== Exercise prompt ==
Scan the data below for lines containing the string "holding" and give only how many there are.

━━━━━━━━━━

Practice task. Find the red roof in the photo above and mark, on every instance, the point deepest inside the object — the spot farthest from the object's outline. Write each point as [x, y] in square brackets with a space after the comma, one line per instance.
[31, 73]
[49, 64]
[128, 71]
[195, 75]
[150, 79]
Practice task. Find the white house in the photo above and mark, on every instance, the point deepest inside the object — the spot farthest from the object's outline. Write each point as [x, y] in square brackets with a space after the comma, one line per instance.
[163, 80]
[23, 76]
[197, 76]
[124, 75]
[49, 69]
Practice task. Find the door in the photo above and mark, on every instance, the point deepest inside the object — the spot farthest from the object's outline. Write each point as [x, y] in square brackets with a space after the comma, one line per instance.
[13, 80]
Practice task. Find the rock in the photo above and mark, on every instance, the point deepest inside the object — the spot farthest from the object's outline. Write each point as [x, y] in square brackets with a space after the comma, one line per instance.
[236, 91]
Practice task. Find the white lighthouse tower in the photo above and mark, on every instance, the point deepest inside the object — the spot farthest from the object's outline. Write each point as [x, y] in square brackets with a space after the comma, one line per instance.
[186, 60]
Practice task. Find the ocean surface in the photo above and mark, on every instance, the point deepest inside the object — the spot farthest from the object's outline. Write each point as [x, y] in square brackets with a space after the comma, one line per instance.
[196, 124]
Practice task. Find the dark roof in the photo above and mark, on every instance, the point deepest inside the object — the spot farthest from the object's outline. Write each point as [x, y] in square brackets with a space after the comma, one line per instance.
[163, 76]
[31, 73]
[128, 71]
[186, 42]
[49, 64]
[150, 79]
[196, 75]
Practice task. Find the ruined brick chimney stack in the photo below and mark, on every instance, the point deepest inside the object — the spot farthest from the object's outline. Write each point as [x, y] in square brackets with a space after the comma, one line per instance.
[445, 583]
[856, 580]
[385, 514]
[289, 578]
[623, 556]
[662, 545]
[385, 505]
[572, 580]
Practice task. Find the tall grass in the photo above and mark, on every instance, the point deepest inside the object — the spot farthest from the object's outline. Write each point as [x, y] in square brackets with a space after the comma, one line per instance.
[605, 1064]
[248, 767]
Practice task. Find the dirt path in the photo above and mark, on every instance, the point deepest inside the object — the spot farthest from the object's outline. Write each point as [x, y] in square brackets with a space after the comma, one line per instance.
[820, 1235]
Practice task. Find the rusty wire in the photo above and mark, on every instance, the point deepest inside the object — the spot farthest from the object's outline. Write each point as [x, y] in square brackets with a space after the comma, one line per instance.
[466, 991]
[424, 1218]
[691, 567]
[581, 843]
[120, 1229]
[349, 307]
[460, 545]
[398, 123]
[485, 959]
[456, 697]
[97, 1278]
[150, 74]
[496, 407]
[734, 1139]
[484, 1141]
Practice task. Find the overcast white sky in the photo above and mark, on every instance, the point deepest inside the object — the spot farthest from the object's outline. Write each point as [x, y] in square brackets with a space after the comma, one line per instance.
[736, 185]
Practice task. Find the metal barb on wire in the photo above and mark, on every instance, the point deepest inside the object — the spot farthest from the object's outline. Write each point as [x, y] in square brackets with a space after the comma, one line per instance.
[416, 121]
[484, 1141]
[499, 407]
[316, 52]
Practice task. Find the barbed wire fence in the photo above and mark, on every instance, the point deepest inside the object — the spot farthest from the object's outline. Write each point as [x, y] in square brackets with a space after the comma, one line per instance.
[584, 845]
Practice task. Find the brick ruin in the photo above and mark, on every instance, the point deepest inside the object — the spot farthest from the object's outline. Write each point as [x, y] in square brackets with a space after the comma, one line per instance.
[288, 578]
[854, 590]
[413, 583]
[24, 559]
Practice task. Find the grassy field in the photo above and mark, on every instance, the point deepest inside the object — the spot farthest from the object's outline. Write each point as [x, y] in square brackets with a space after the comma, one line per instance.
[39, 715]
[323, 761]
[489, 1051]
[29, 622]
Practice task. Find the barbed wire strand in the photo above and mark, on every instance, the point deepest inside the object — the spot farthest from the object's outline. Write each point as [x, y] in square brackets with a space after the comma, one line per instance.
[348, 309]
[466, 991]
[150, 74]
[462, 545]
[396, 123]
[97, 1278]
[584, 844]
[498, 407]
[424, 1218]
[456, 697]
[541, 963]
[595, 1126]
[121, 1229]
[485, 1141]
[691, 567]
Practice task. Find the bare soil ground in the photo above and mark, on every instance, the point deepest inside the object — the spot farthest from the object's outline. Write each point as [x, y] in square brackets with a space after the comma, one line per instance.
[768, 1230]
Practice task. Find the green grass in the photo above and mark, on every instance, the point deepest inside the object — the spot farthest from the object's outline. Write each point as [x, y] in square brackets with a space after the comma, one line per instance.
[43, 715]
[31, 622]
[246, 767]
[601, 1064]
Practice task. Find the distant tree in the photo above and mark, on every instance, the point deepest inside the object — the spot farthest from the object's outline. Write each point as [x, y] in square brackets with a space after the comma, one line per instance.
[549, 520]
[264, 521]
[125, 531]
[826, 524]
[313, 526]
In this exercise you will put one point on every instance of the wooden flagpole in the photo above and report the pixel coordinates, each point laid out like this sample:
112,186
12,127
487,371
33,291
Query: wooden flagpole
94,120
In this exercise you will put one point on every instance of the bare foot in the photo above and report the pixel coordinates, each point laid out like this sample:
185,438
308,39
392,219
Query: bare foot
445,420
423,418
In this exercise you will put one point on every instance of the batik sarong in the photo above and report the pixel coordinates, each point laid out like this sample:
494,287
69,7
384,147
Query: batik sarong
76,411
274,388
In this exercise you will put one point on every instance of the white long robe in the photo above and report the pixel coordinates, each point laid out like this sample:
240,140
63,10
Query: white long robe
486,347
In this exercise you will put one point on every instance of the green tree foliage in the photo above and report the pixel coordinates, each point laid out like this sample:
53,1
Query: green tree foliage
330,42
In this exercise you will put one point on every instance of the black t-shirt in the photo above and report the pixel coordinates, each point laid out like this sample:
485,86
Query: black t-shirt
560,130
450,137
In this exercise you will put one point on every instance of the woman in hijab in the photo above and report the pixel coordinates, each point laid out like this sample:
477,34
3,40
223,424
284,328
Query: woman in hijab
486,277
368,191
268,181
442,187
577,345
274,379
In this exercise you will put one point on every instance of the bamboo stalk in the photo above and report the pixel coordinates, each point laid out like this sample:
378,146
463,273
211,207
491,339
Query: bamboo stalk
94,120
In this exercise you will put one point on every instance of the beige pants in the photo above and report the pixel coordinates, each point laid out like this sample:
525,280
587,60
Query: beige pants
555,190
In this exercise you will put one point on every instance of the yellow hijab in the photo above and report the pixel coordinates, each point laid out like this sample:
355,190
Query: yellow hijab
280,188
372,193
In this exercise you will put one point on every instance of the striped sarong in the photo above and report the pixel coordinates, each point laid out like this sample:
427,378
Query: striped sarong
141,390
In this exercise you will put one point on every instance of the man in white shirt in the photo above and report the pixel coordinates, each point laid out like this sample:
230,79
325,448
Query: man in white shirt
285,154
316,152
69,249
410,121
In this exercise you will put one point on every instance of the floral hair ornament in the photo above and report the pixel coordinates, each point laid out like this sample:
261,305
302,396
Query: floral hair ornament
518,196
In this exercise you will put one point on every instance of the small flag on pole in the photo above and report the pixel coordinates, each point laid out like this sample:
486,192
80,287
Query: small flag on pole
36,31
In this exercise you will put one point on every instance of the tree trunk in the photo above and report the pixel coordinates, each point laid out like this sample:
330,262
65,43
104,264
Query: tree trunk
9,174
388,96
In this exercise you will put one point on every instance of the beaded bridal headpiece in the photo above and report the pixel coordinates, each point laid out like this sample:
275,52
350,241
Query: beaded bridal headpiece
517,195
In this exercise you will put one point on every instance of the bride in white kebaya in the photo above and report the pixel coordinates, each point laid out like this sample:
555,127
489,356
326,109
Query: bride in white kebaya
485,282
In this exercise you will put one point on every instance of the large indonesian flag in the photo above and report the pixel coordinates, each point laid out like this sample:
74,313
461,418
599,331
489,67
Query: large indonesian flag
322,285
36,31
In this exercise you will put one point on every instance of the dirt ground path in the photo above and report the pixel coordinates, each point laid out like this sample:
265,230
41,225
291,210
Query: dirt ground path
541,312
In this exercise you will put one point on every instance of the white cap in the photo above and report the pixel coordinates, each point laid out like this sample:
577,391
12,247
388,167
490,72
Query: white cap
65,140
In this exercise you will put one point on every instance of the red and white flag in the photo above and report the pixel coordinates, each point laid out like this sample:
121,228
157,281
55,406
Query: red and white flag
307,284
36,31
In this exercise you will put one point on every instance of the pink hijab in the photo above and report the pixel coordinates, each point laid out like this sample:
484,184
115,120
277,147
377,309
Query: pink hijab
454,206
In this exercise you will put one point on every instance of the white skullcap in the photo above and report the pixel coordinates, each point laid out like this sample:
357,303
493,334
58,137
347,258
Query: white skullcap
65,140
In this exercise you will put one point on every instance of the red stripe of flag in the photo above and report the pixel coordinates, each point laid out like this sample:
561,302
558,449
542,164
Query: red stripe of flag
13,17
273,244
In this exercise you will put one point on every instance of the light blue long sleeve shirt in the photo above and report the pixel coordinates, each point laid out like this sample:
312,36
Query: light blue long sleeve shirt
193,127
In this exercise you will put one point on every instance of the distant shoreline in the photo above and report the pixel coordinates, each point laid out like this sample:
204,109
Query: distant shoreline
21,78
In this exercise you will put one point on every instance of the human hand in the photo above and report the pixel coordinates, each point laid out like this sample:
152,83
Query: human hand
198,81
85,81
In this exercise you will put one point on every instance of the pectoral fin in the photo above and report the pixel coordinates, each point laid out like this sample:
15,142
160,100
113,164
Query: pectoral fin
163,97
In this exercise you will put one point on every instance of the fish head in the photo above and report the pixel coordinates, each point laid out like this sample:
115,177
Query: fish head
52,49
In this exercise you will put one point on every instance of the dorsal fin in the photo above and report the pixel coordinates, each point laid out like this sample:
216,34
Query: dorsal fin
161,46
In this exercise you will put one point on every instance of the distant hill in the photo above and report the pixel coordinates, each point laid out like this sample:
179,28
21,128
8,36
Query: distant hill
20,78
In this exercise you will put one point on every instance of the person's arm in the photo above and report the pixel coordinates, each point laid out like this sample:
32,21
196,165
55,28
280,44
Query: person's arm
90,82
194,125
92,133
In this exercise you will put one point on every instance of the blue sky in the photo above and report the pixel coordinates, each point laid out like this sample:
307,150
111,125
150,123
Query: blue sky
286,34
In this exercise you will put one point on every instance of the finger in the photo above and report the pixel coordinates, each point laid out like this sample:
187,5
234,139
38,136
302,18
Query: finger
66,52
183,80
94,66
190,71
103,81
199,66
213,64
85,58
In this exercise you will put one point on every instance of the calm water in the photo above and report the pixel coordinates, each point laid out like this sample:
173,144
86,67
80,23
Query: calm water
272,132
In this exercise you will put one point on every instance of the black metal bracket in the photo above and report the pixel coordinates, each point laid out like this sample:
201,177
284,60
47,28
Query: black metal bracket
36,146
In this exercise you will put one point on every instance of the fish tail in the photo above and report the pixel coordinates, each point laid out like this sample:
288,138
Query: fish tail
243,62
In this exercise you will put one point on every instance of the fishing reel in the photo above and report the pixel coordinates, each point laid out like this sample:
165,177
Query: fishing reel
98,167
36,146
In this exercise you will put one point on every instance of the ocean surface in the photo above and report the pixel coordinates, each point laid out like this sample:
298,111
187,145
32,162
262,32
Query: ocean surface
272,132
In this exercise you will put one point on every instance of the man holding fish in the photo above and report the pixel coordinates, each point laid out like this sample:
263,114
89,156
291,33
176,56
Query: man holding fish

━━━━━━━━━━

== Response ==
2